======== RECORDS SUPPLIED

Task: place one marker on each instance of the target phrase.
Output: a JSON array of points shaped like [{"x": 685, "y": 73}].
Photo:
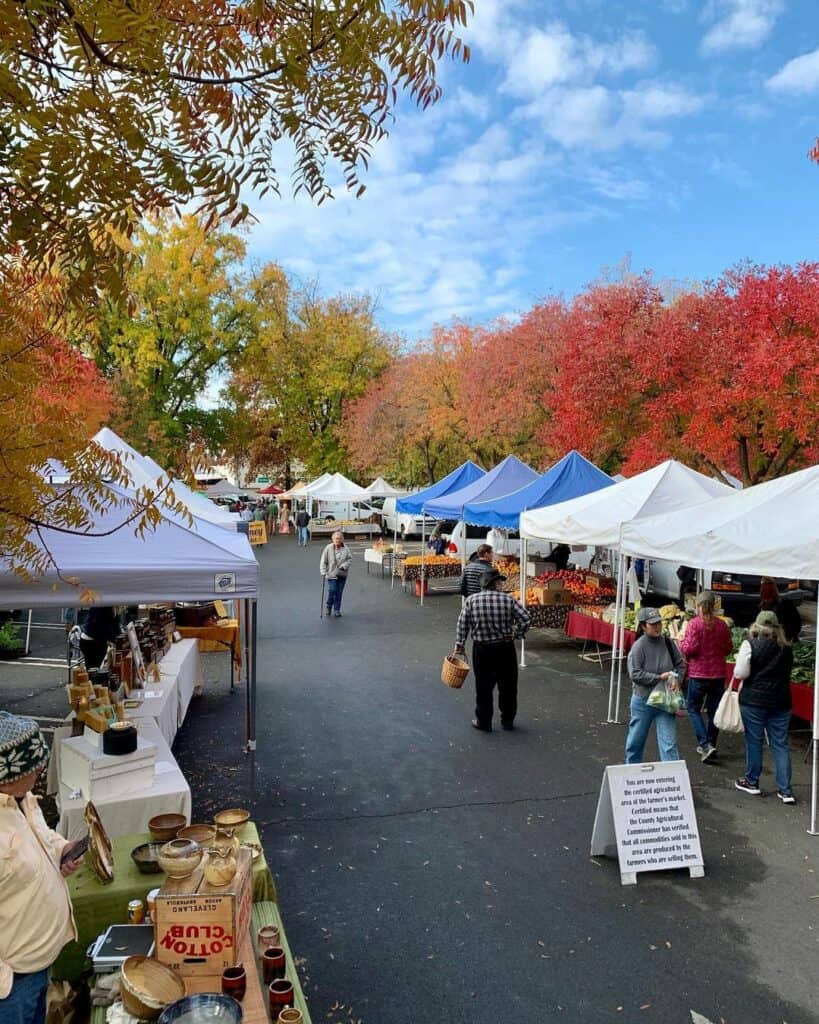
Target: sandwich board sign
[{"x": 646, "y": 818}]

================

*GIVEN REQUEST*
Raise every point coordinate in the listing's answers by 27 and reproduce all of the listing above, requests included, keeping the requests and their format sample as they are. Leave the picture out of your reply.

*WRITTEN ANSWER*
Task: place one marker on each instance of the target phrase.
Output: a JSON array of points shaped like [{"x": 685, "y": 73}].
Photo:
Target: sandwich board sign
[{"x": 673, "y": 845}]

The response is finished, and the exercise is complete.